## Dataset records
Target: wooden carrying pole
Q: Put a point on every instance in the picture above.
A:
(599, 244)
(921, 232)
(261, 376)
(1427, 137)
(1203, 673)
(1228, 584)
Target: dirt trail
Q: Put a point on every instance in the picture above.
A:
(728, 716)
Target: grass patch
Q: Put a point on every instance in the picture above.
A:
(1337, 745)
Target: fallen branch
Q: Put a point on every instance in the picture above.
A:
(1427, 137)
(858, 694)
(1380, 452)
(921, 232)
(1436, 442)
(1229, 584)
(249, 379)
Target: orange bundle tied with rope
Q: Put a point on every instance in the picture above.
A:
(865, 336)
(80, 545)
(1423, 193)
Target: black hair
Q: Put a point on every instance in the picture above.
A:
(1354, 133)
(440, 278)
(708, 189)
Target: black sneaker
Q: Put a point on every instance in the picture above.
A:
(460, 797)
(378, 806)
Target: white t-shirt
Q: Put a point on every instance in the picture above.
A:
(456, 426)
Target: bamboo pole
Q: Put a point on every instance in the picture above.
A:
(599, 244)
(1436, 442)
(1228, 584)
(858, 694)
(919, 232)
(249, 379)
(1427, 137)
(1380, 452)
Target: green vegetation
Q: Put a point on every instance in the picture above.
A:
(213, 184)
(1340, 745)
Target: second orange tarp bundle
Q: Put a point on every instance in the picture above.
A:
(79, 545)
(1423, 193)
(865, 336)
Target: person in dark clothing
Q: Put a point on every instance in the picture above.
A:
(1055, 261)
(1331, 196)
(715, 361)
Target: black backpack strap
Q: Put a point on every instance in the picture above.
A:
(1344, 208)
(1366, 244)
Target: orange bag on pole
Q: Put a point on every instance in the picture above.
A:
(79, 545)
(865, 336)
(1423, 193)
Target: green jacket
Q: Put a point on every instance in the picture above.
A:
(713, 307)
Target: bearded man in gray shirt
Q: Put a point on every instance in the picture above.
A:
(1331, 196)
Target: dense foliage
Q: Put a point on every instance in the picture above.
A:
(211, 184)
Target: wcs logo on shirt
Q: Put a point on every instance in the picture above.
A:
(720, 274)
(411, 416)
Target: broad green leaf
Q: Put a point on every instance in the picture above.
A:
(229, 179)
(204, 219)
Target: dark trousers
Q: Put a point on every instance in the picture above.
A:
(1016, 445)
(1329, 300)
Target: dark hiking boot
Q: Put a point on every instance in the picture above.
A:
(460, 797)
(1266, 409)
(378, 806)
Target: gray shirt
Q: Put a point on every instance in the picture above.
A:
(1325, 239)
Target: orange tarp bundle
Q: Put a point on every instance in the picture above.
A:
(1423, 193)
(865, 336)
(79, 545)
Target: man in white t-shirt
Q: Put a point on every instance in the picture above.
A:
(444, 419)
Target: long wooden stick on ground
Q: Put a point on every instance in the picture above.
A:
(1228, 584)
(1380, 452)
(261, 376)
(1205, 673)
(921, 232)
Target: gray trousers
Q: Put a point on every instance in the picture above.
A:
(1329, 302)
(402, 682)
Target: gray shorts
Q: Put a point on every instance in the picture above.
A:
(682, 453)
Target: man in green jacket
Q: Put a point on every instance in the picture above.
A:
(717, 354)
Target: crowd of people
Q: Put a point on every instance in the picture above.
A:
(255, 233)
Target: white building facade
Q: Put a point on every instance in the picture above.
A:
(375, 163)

## What the exercise asks
Please retype the top of the data exactly, down to and including the line that holds "Target: bamboo pole", and nothing further.

## Output of the task
Target: wooden carrying pole
Q: Put a point on every instance in the picture above.
A:
(599, 244)
(921, 232)
(261, 376)
(1427, 137)
(1203, 673)
(1228, 584)
Target: dirt trail
Q: Put a point on every instance in the picture above.
A:
(728, 716)
Target: grass patch
Q: Put a point on every instance in the picture above.
A:
(1337, 745)
Target: fallen branch
Q: Put a point on every instance in the picture above.
A:
(1427, 137)
(858, 694)
(1380, 452)
(921, 232)
(1436, 442)
(1229, 584)
(249, 379)
Target: orange bundle tied with rope
Q: Put a point on every instance in the picture above.
A:
(865, 336)
(80, 545)
(1423, 193)
Target: black hair
Q: Put a point on every instance in the picture above.
A:
(1354, 133)
(440, 278)
(708, 189)
Target: black sneaker
Q: Put a point on every instance in the picture above.
A:
(460, 797)
(378, 806)
Target: white t-shirt
Q: Put a point on every instance in the picture above.
A:
(456, 426)
Target: bamboo pole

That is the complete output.